▶ [Text section]:
####################

[slurm-users] Is it possible to define multiple partitions for the same node, but each one having a different subset of GPUs?

Cristóbal Navarro

unread,

Mar 31, 2021, 11:22:03 AM3/31/21

to slurm...@lists.schedmd.com

Hi Community,

I was checking the documentation but could find clear information on what I am trying to do.

Here at the university we have a large compute node with 3 classes of GPUs. Lets say the node's hostname is "gpuComputer", it is composed of:

4x large GPUs
4x medium GPUs (MIG devices)
16x small GPUs (Mig devices)

Our plan is that we want to have one partition for each class of GPUs.

So if a user chooses the "small" partition, it will only see up to 16x small GPUs, and would not interfere with other jobs running on the "medium" or "large" partitions.

Can I create three partitions and specify the corresponding subset of GPUs for each one?

If not, would NodeName and NodeHostname serve as an alternative way? i.e., to specify the node three times with different NodeName, but all using the same Hostname=gpuComputer, and specifying the corresponding subset of "Gres" resources for each one. Then on each partition, to choose the corresponding NodeName.

Any feedback or advice on the best way to accomplish this would be much appreciated.

best regards

--

Cristóbal A. Navarro

Brian Andrus

unread,

Mar 31, 2021, 1:47:12 PM3/31/21

to slurm...@lists.schedmd.com

So the node definition is separate from the partition definition.

You would need to define all the GPUs as part of the node. Partitions do not have physical characteristics, but they do have QOS capabilities that you may be able to use. You could also use a job_submit lua script to reject jobs that request resources you do not want used in a particular queue.

Both would take some research to find the best approach, but I think those are the two options available that may do what you are looking for.

Brian Andrus

Cristóbal Navarro

unread,

Mar 31, 2021, 9:36:35 PM3/31/21

to Sarlo, Jeffrey S, slurm...@lists.schedmd.com

Many thanks Brian and Jeffrey for your ideas,

Yes, at this moment I have all resources listed in the node's definition line, and just one partition (see below)

####################

▶ [Aim 1]:
From the Slurm GPU partition thread, copy the passage from "Can I create" to "be much appreciated.".
▶ [Aim 2]:
Answer these questions about the Slurm GPU partition thread:
(a) How many small GPUs does the node "gpuComputer" have?
(b) What kind of script does Brian Andrus say could reject jobs that request unwanted resources in a queue?
(c) Whom does Cristóbal Navarro thank at the start of his second post?
▶ [Aim 3]:
Write the next part of the Slurm GPU partition thread, continuing from its last sentence.

####################

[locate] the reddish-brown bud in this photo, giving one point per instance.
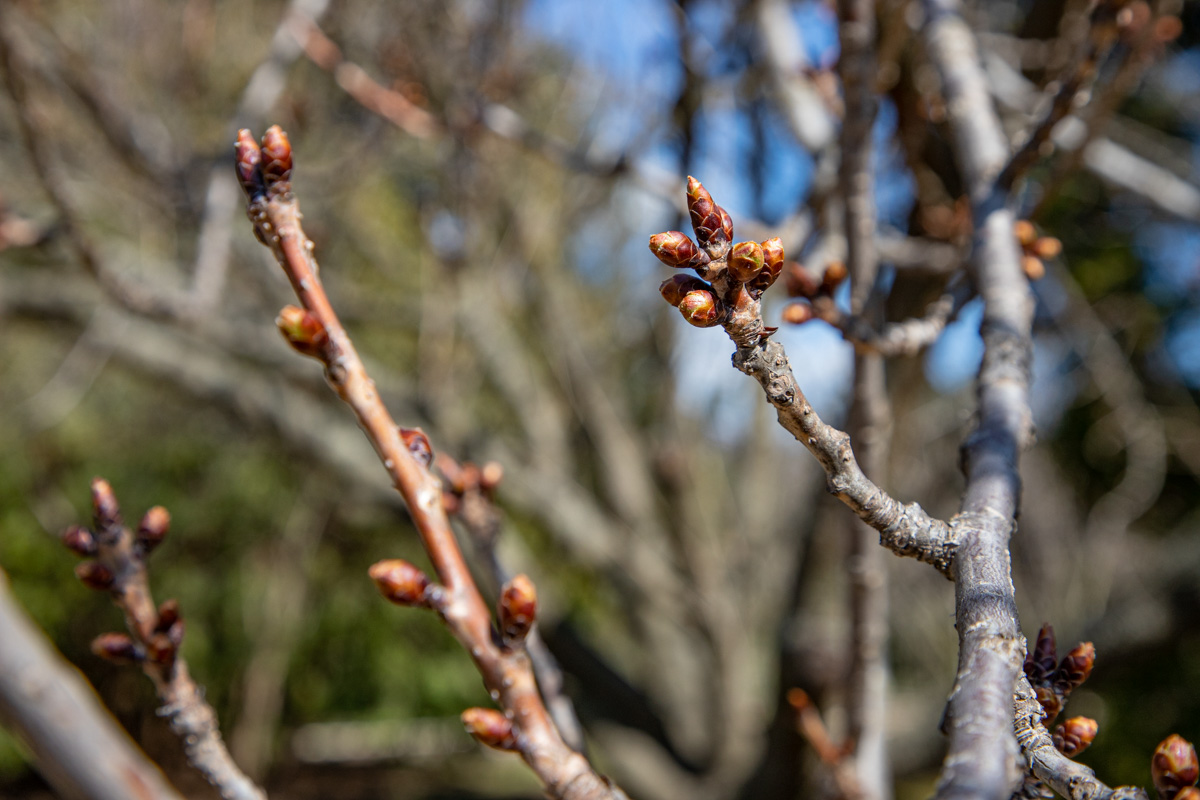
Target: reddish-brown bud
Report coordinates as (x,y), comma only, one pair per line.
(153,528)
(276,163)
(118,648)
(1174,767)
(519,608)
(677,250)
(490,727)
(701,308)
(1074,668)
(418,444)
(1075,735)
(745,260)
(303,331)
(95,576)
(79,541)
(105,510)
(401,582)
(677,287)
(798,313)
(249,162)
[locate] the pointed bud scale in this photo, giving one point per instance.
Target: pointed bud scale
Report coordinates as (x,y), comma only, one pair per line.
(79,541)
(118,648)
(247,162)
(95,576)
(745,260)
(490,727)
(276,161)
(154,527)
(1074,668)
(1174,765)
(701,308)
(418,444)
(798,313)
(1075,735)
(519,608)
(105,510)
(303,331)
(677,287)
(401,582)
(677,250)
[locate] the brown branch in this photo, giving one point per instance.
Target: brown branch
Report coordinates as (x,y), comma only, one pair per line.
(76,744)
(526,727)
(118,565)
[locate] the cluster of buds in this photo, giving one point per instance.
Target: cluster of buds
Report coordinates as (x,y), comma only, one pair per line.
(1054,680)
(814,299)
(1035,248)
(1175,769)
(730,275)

####################

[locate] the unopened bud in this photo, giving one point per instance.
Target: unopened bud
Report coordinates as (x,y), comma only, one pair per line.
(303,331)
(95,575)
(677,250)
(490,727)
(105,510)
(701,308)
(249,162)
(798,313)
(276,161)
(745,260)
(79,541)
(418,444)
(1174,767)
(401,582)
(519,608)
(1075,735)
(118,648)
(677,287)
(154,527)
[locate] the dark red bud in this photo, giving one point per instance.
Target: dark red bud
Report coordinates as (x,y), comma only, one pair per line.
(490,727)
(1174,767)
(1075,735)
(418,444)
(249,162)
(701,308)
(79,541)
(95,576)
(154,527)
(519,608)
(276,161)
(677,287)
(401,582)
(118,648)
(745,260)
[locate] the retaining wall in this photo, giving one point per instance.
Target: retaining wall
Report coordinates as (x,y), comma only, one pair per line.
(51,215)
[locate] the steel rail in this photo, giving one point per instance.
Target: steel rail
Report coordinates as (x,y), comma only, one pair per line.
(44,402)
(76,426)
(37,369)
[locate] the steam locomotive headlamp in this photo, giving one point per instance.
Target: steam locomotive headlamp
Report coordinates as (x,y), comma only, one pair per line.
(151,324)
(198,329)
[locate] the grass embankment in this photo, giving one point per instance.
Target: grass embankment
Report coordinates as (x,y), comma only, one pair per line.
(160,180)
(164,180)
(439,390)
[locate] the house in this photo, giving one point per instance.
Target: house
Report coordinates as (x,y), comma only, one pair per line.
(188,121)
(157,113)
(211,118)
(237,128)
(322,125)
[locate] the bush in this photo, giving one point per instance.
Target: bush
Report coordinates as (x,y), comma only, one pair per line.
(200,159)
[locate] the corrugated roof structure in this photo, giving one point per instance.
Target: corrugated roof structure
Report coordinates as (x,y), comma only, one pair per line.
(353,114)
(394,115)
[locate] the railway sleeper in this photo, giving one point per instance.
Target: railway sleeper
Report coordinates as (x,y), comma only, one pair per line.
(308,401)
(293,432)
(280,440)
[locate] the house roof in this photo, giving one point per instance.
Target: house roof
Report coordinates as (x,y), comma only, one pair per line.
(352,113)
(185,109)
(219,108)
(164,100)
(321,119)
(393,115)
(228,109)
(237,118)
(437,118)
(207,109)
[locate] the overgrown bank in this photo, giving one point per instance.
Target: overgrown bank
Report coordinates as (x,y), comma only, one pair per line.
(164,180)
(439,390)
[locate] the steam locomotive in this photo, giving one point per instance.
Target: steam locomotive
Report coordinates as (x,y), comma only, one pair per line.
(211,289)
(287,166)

####################

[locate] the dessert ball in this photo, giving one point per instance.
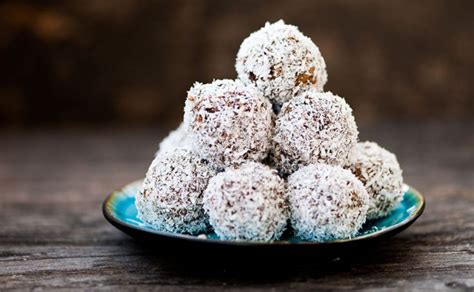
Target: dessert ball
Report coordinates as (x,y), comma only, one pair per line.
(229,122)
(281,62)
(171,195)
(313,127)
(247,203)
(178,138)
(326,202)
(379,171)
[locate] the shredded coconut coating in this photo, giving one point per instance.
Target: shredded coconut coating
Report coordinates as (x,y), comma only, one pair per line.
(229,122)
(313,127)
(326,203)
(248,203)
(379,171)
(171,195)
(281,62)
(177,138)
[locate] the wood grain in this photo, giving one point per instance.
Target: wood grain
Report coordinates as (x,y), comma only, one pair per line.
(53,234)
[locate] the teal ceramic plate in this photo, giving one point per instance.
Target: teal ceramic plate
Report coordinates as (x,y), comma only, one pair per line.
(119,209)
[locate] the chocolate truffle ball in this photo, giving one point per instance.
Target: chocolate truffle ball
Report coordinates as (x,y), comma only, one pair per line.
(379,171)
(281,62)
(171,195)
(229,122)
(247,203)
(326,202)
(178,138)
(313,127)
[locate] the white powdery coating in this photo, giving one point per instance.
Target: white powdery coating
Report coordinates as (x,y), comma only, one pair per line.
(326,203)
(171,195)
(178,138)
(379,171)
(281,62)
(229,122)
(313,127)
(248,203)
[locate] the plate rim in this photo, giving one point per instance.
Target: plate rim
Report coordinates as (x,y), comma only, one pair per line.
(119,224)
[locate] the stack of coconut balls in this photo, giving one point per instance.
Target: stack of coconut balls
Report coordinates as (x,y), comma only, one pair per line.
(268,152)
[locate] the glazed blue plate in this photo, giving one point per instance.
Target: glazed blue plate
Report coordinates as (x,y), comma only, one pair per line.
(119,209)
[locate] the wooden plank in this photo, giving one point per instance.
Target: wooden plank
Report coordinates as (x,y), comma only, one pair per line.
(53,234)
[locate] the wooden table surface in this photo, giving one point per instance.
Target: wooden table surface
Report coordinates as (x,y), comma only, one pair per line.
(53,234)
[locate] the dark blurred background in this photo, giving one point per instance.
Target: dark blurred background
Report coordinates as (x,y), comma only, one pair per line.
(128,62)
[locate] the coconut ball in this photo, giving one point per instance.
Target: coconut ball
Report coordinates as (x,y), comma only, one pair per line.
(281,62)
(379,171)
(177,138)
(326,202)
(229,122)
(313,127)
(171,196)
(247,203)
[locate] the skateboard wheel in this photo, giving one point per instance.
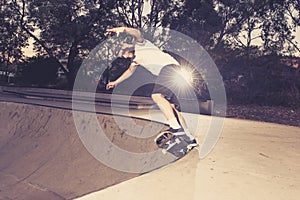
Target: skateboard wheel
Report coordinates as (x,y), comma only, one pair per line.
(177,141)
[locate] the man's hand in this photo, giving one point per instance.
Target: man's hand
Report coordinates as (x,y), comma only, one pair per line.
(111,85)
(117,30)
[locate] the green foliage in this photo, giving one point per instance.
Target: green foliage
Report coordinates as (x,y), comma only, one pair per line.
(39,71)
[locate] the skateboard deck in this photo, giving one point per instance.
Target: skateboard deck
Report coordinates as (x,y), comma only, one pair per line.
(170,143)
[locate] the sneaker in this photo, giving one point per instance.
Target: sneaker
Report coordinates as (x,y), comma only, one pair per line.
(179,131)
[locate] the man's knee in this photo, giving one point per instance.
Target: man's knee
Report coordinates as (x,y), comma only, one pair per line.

####################

▶ [Task answer 1]:
Can I create three partitions and specify the corresponding subset of GPUs for each one?

If not, would NodeName and NodeHostname serve as an alternative way? i.e., to specify the node three times with different NodeName, but all using the same Hostname=gpuComputer, and specifying the corresponding subset of "Gres" resources for each one. Then on each partition, to choose the corresponding NodeName.

Any feedback or advice on the best way to accomplish this would be much appreciated.

▶ [Task answer 2]:
(a) 16
(b) A job_submit lua script
(c) Brian and Jeffrey

▶ [Task answer 3]:
Indeed this config would work, with the collaboration of users to not abuse requesting all existing GPUs for their jobs.

But something that I still don't have 100% clear, will it allow multiple jobs to run at the same time if these request different GPUs ?

## Nodes List

NodeName=nodeGPU01 SocketsPerBoard=8 CoresPerSocket=16 ThreadsPerCore=2 RealMemory=1024000 State=UNKNOWN Gres=gpu:a100:4,gpu:a100_20g:2,gpu:a100_10g:2,gpu:a100_5g:16 Feature=ht,gpu

## Partitions list
PartitionName=gpu MaxTime=INFINITE State=UP Nodes=nodeGPU01 Default=YES

On Wed, Mar 31, 2021 at 3:16 PM Sarlo, Jeffrey S <JSa...@central.uh.edu> wrote:

I think when you define the node in your slurm.conf, you could specify the different types you have and the number in the node. Then when the user submits the job, they could specify the number and type they want and that would all work in one partition. I have never done it because our nodes have the same type in them.

For example, we have V100 and P100 gpus and decided on the type names of volta and tesla

GresTypes=gpu

NodeName=compute-0-[36-43] Gres=gpu:tesla:2 Feature=gen9

NodeName=compute-4-[0-3] Gres=gpu:volta:8 Feature=gen9

The user then just uses the SBATCH directive --gpus=tesla:1 to request one P100 gpu.

This is an example from https://slurm.schedmd.com/slurm.conf.html

(e.g."Gres=gpu:tesla:1,gpu:kepler:1,bandwidth:lustre:no_consume:4G")